• Stated task
Every line of the material is to be quoted verbatim, minus the pictures.

• Data for this exercise

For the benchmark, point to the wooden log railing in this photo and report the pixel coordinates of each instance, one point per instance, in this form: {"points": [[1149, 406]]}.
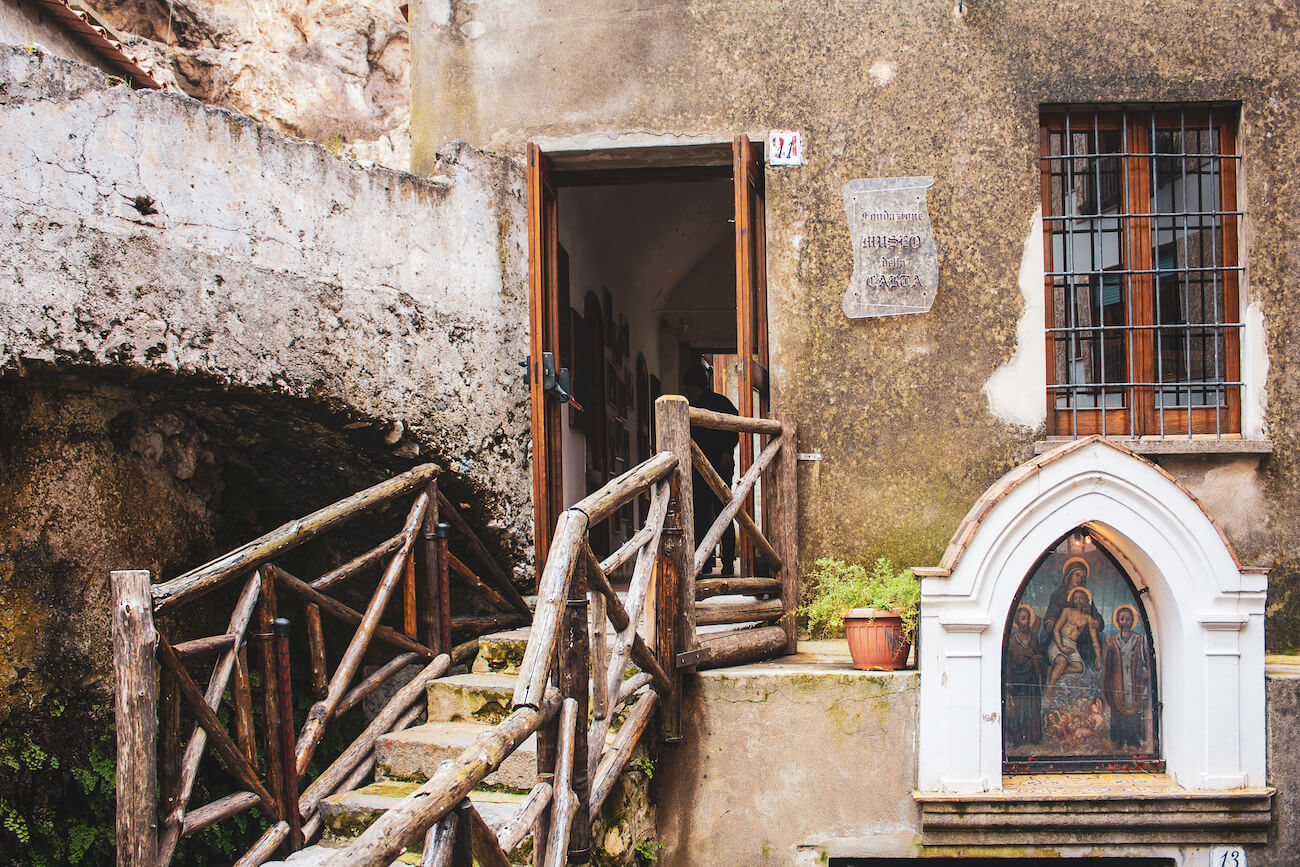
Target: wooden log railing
{"points": [[572, 677], [169, 694], [584, 636]]}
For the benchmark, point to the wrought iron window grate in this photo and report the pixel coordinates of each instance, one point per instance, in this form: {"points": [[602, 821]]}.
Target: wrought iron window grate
{"points": [[1140, 238]]}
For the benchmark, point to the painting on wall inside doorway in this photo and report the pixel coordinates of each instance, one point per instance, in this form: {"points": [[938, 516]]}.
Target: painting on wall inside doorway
{"points": [[1078, 666]]}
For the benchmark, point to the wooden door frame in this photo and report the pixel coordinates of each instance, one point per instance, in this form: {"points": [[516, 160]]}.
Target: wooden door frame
{"points": [[741, 161]]}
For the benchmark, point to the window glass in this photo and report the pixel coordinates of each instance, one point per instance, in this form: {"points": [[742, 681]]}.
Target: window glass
{"points": [[1140, 235], [1078, 666]]}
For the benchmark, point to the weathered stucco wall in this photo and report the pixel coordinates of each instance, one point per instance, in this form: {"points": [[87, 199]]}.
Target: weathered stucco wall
{"points": [[146, 230], [802, 761], [900, 410], [160, 252]]}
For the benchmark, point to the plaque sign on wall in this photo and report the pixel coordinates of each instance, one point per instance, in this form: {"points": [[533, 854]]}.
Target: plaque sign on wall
{"points": [[895, 260]]}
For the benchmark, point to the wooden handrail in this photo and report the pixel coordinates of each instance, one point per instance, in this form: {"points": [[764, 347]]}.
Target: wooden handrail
{"points": [[212, 575], [625, 488], [727, 421], [700, 463]]}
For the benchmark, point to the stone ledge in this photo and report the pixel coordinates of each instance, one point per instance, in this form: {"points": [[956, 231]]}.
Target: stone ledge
{"points": [[1197, 445], [1095, 813]]}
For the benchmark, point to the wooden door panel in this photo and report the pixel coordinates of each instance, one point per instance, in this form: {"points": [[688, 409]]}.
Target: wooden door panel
{"points": [[544, 337]]}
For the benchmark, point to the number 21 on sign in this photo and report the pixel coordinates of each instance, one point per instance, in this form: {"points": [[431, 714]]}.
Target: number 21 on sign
{"points": [[784, 147], [1227, 857]]}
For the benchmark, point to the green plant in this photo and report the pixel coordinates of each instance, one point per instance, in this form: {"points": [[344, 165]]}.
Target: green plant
{"points": [[840, 585], [648, 850]]}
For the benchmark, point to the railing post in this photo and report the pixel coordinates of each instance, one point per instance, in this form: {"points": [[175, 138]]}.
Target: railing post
{"points": [[285, 698], [135, 709], [784, 523], [442, 530], [432, 619], [672, 433], [667, 631], [575, 680]]}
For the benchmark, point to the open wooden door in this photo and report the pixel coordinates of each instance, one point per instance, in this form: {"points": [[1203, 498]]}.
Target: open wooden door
{"points": [[544, 337], [750, 304]]}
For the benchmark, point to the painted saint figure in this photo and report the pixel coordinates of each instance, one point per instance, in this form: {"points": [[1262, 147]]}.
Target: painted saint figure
{"points": [[1064, 653], [1126, 679], [1023, 679], [1073, 575]]}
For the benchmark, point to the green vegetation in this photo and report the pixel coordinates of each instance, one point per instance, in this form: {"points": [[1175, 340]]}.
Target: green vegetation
{"points": [[840, 585]]}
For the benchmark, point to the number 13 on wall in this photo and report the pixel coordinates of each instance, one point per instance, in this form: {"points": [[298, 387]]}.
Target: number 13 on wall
{"points": [[1227, 857], [784, 147]]}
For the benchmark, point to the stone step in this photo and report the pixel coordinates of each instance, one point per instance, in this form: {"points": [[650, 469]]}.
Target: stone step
{"points": [[471, 698], [414, 754], [501, 653], [349, 814]]}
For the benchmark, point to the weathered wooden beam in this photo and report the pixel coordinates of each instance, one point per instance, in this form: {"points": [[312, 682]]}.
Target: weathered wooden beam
{"points": [[385, 840], [562, 811], [599, 655], [219, 810], [672, 433], [359, 563], [290, 811], [440, 841], [408, 608], [430, 584], [212, 575], [382, 723], [741, 646], [742, 490], [551, 593], [316, 649], [203, 646], [134, 707], [243, 611], [784, 521], [373, 681], [341, 611], [622, 749], [706, 471], [746, 611], [488, 852], [241, 696], [727, 421], [321, 712], [265, 845], [516, 828], [618, 616], [710, 588], [493, 572], [225, 746], [481, 623], [627, 550], [476, 584], [625, 488]]}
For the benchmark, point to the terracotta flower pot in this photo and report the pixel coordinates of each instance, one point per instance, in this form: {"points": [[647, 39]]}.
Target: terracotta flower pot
{"points": [[875, 638]]}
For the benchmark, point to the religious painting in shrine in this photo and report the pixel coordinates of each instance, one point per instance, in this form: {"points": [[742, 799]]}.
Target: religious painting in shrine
{"points": [[1078, 667]]}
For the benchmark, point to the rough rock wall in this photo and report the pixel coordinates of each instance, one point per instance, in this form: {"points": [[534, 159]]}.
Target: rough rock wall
{"points": [[148, 232], [334, 72]]}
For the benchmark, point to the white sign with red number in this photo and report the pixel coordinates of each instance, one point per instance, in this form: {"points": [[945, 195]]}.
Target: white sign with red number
{"points": [[784, 147]]}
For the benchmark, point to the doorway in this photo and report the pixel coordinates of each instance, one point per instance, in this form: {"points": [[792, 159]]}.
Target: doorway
{"points": [[641, 263]]}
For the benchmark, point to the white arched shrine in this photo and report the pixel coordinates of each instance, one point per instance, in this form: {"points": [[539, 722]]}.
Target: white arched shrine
{"points": [[1205, 611]]}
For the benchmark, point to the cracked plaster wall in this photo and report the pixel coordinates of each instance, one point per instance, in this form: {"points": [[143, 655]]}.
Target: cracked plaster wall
{"points": [[898, 407], [146, 232]]}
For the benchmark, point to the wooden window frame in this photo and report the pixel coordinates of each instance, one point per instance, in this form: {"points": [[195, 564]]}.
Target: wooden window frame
{"points": [[1140, 414]]}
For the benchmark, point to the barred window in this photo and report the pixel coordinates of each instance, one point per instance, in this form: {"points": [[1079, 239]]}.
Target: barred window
{"points": [[1140, 237]]}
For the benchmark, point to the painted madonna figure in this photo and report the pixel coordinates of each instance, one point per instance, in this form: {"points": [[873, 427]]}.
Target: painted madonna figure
{"points": [[1077, 688]]}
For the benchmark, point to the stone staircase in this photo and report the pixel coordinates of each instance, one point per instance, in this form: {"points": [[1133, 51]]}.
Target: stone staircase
{"points": [[460, 709]]}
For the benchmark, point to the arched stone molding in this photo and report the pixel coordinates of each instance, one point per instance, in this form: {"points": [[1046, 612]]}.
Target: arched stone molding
{"points": [[1205, 610]]}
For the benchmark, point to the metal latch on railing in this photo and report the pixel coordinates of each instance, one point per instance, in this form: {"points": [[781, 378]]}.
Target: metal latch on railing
{"points": [[555, 384]]}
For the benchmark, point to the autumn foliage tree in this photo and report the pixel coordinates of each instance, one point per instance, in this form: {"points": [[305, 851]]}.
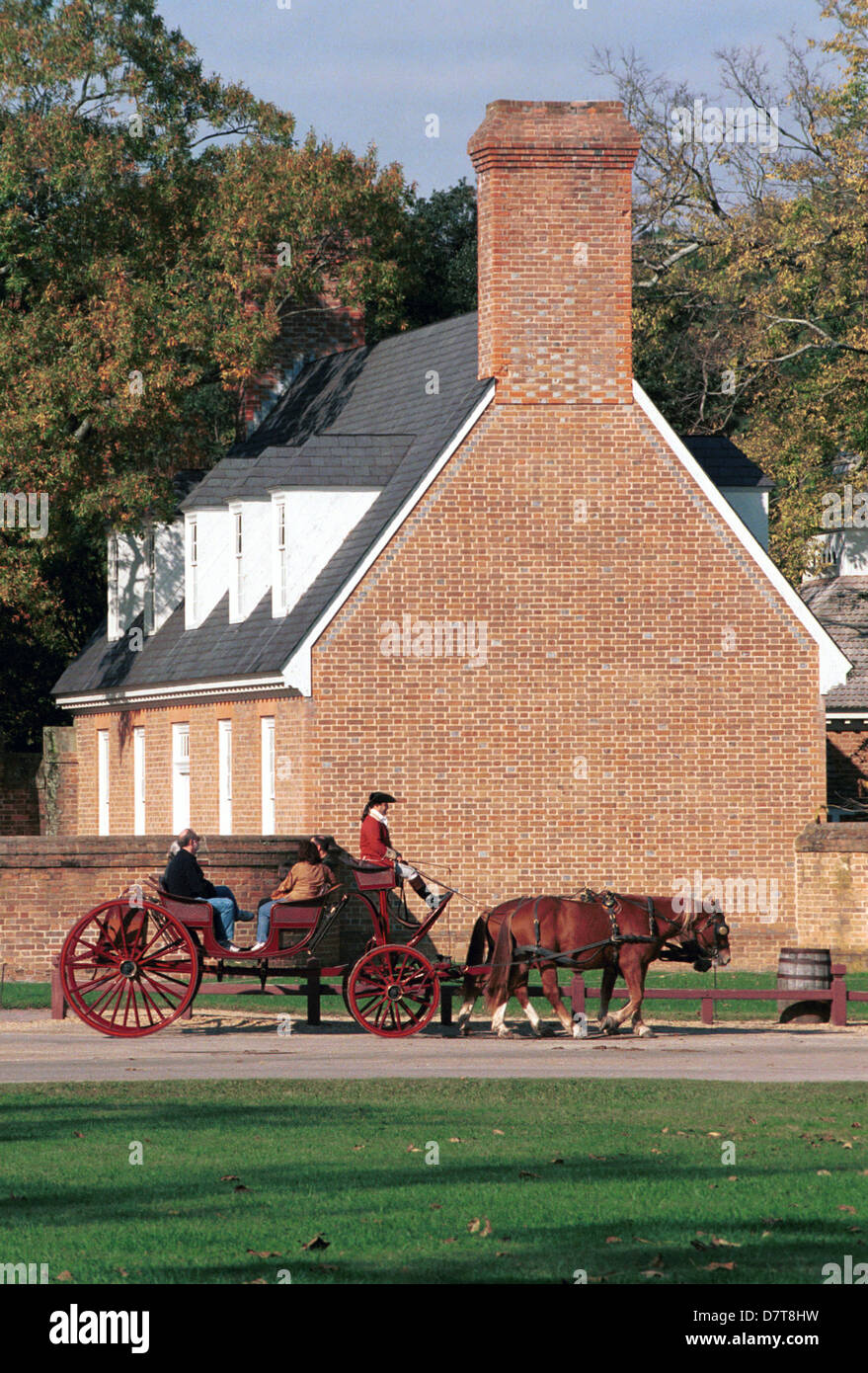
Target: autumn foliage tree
{"points": [[141, 207]]}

• Response to the task
For the benchmark, point to the wooden log railing in this photo and report the pixel coordinates of each instance, one point per instance, in this form: {"points": [[1149, 406]]}.
Target: wooden log railing
{"points": [[572, 677], [169, 694], [584, 636]]}
For the benchmark, point to the wrought iron window grate in this photo and report the pixel coordinates of each instance, one point per instance, in this form: {"points": [[602, 821]]}.
Target: wrought iron window grate
{"points": [[1140, 238]]}
For the benchmark, point to the painting on wall inside doorway in this photo and report the pixel coordinates of each instance, one point per instance, in this form: {"points": [[938, 516]]}.
Target: painting on wall inside doorway
{"points": [[1078, 666]]}
For the benchmark, point to the wooden door frame in this photo and report the pixel coordinates of each instance, one point per instance, in this form: {"points": [[516, 160]]}.
Target: wooden door frame
{"points": [[741, 161]]}
For the benchmark, point to the window glass in this photo and report the pixel coordinates of each instance, one point per instance, in this form: {"points": [[742, 681]]}.
Target: window glass
{"points": [[1140, 235], [1078, 666]]}
For the benchmark, point to the weathered stucco wall in this photo and report the pixel coordinates of each instance, one point per instance, in this form: {"points": [[87, 199]]}.
Target: weathered stucco wall
{"points": [[146, 230], [802, 761], [900, 410], [160, 252]]}
For the benchmark, point to the plaque sign on wall in this photo and report the pixel coordinates of each instance, one point per instance, in this form: {"points": [[533, 854]]}.
Target: plaque sign on wall
{"points": [[895, 260]]}
For the benchmark, point to the wooden handrail in this photo and report the pixel coordinates of each instance, one point per instance, in this form: {"points": [[764, 347]]}.
Target: wooden handrail
{"points": [[212, 575], [625, 488], [727, 421], [700, 463]]}
For the benchmark, point to the stone ledge in this photo and report the pixel coordinates of each instance, one point per instance, in this form: {"points": [[956, 231]]}.
Target: stone ledge
{"points": [[1197, 445], [1095, 813]]}
For the benchmark, point to the wooden door panel in this photo and report the pixel coordinates of each instance, one point per instance, in this form: {"points": [[688, 409]]}.
Target: wooden door panel
{"points": [[544, 337]]}
For the benchmark, point to the number 21 on sign in this photo and report the pixel coordinates of each instance, one point per instance, in this form: {"points": [[431, 714]]}.
Target: number 21 on sign
{"points": [[784, 147], [1227, 857]]}
For the benchmark, point to the green plant in this photo and report the pixel coordinates of each instance, one point per instance, in this form: {"points": [[344, 165]]}.
Target: green plant
{"points": [[840, 585], [648, 850]]}
For the benchmark, point to the railing post in this photo and report the pixel coordinates of each instance, one point per instance, in this form: {"points": [[175, 138]]}.
Target: railing post
{"points": [[285, 698], [135, 709], [784, 523], [442, 530], [432, 619], [672, 433], [667, 631], [575, 680]]}
For the benchmark, point to the open wooden door in this photo and report the pixel coordinates of each instance, one point per instance, in this form: {"points": [[1203, 498]]}.
Target: open wooden door
{"points": [[544, 337], [750, 304]]}
For the benchmark, point to the painted saint figure in this photo and report the pixel coordinates of each instance, one point per instance, in this form: {"points": [[1262, 147]]}.
Target: painted saint figure
{"points": [[1064, 653], [1126, 679], [1023, 679], [1073, 575]]}
For the benchmark, point to the green vegetation in this photo and report the pixel coordinates of each instance, one point per instance, in this form: {"points": [[1175, 340]]}.
Target: green vegetation
{"points": [[840, 585]]}
For the benchmark, point to the number 13 on wall in this photo and report the pixel coordinates of each instance, one point per instance, in this form: {"points": [[298, 387]]}.
Target: number 13 on wall
{"points": [[1227, 857], [784, 147]]}
For the benchmark, point to the stone step in this photo and report the pixel coordinates of each instance, one point per instance, in this form: {"points": [[650, 469]]}.
Target: stone step
{"points": [[471, 698], [414, 754], [501, 653], [349, 814]]}
For the benchmark, point to the weathered wooden beam in this photo and report the pixel coordinates of each instance, one point per instance, in this form: {"points": [[312, 682]]}.
Target: weathered wooden beam
{"points": [[385, 840], [562, 811], [599, 655], [219, 810], [672, 433], [359, 563], [290, 811], [440, 841], [408, 608], [430, 584], [212, 575], [382, 723], [741, 646], [742, 490], [551, 593], [316, 649], [203, 646], [134, 707], [243, 611], [784, 521], [373, 681], [341, 611], [622, 749], [706, 471], [746, 611], [488, 852], [241, 696], [727, 421], [321, 712], [265, 845], [516, 828], [618, 616], [710, 588], [493, 572], [225, 746], [481, 623], [627, 550], [476, 584], [625, 488]]}
For the benchmark, point to the terracotta flower pot in this photo and report the pixel coordinates of each instance, one point per instance, in this form: {"points": [[647, 39]]}.
Target: terracotta flower pot
{"points": [[875, 638]]}
For the benchmark, point to the religious painting in shrine in this photo and report the pixel coordinates of each instance, one point per instance, in this form: {"points": [[742, 799]]}.
Target: religious painting in shrine
{"points": [[1078, 667]]}
For the benchmark, point to the rough rock wall in this photo and report the pixel coordinates of each instance, one point per instance, in this form: {"points": [[534, 159]]}.
Target: rough rock wall
{"points": [[148, 232], [334, 72]]}
For the benchmark, point to the white sign with red number in this photo and report the pixel coordinates of each instance, one point per instance, in this form: {"points": [[945, 195]]}.
Target: white sign with red number
{"points": [[784, 147]]}
For the benchmark, point to the doorway in this photo and report the pixel coordinates of each instance, one point per instance, in this form: {"points": [[792, 159]]}.
Target: doorway
{"points": [[641, 263]]}
For the benchmark, point to the white arched shrine in this photo and report the pixel coordinates of each instance, one point per instance, in this form: {"points": [[539, 722]]}.
Target: white arched shrine
{"points": [[1205, 611]]}
For the benchmark, point to the cracked plaster wall in this photo and report the pixel coordinates of each instance, one point per instance, in this form: {"points": [[143, 655]]}.
Target: cracked plaster wall
{"points": [[898, 407], [146, 232]]}
For the benchmark, point to the wooden window frame in this photo and report the pixel coordinates of each instance, one point per instance, in this form: {"points": [[195, 564]]}.
Target: wooden window frame
{"points": [[1140, 414]]}
For the benchmark, point to the barred window in this photo and report the pixel coordinates of each instance, one point per instance, in this form: {"points": [[1079, 239]]}.
Target: barred window
{"points": [[1140, 237]]}
For the benchmark, point to the painted madonna figure in this photo and report the pixel coordinates of each instance, one point per instance, in this form: {"points": [[873, 427]]}.
Target: painted madonna figure
{"points": [[1077, 688]]}
For the benchmark, point to the stone staircase in this photo and report the pixel coordinates of each instance, one point per instance, in this form: {"points": [[1133, 51]]}.
Target: stone staircase
{"points": [[460, 709]]}
For the benchmark, point to the arched stone molding in this photo and report the pixel coordinates of each instance, one point per instance, in this form: {"points": [[1046, 612]]}.
Target: arched stone molding
{"points": [[1205, 610]]}
For the benchmark, point to the metal latch on railing in this photo and report the pixel coordinates of each instance, one point per instance, in this form: {"points": [[781, 378]]}.
Target: metal latch on railing
{"points": [[555, 384]]}
For the benchmark, point to the autumn foliage tree in this photo and report the pixel coordinates of each instance, one point per instance, in this form: {"points": [[305, 851]]}.
Target: autumn foliage tree
{"points": [[141, 207]]}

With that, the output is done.